## SOURCE EXTRACT
=-=-=

I have two ageing digital SLR cameras, my first originally purchased Nikon D50 from 2005 and a Canon EOS-5D which I came across second-hand a few years ago. Despite being an entry-level camera that’s getting close to its tenth birthday, the D50 is still very close to my heart being the first digital SLR I owned and learned on, as well as being the first camera with which I was able to make some money out of my photography.
The 5D isn’t bad either, but it weighs a lot and is showing its age far more than my Nikon. That said, I’ve not given up hope on it yet. There’s no reason an old camera like this can’t take magnificent photographs, though there are a few things to remember when pushing your kit to the limit.
Dirty Cameras Mean Dirty Photos
No, not those kind of dirty photos – I’m talking about fungus, dust specks and marks on the glass or sensor. If your old camera is getting on a bit, there’s a good chance it could do with a clean. Unless you’ve only ever changed lenses in a vacuum, you’ll have all kinds of fluff and dust to contend with and for that you could probably do with a dust blower. They’re cheap, $5 rubber-on-plastic affairs that help dislodge loose debris from your camera’s internals.
If the situation is worse than this, don’t go touching anything on the inside but instead consider getting the camera cleaned for a flat fee. There are lots of camera servicing centres that will thoroughly clean the innards, though you’ll want to opt for a wet-clean using solvents on the sensor if your kit is badly in need of a clean.
It’s also possible to buy these sensor cleaning kits online, and doing it yourself is considerably cheaper than paying someone else to do it. That said it’s also quite a fiddly operation that requires just enough solvent, the right applicator and a steady hand. Sensors are delicate, and one false move could mean a marked sensor (yes, forever). Which brings us on to the next point…
If said fungus or dust has been there for long enough, or you (or someone else) has botched a cleaning job and marked the sensor itself in the past, there’s very little you can do. In fact, there’s nothing you can do. That 5D I mentioned earlier? Yeah, it’s got sensor problems – mostly fungus after being used as a wildlife photographer’s go-to shooter. The only thing you can do if your sensor is showing up marks or scratches is to choose a wider aperture.

=-=-=

## SOURCE DATA

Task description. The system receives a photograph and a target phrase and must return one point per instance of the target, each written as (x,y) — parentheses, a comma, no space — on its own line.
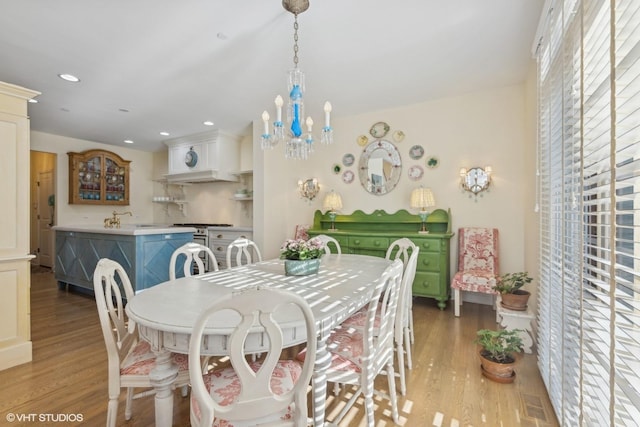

=-=-=

## YOUR GOAL
Write the next stretch of the article about keeping old digital SLR cameras shooting well, starting right after its final sentence. The data has no role in this exercise.

## FINAL RESULT
By shooting with a shallower depth of field, those scratches and marks will be far less obvious (quite possibly invisible) on your images. This means no high f-stops unless you’re excited by the thought of hours spent in post removing marks and imperfections. If you’re affected by “sensor blight” it might be best to invest in a 50mm prime (a nifty fifty) or other fast lens and shoot wide-open.
Replace Your Batteries
You will undoubtedly need to replace your old camera’s battery, particularly if this is something you have never done before. Batteries are notoriously bad at maintaining capacity, but the good news is that you can save money by buying third-party batteries. Some third-party batteries even out-perform manufacturer batteries, and seeing as your camera is long past its warranty period you don’t have to stick to first-party replacements any more.
Remember to recycle your old batteries in a responsible way, rather than just throwing them in the bin. Some camera shops will even recycle them for you if you ask nicely enough.
Thanks For The Memory (Cards)
Flash memory doesn’t last forever, and though it’s unlikely you’ve personally ever burned through all the available write cycles on a slab of NAND; you might want to pick up a few spare cards anyway. Many older cameras use FAT as a file system which cannot use volumes larger than 2GB, so stick to cards below this size.
This might at first seem limiting, it’s not actually a big deal considering older cameras do not guzzle space like the 20-something-megapixel full-frame monsters of this era.
Know Your Enemy
When you’re shooting with older technology it’s important to remember the limitations involved in doing so. Digital cameras have evolved leaps and bounds in the last decade, which makes the older models look outdated and inferior. This isn’t necessarily true, and the gap can be narrowed with a better awareness of your device’s abilities.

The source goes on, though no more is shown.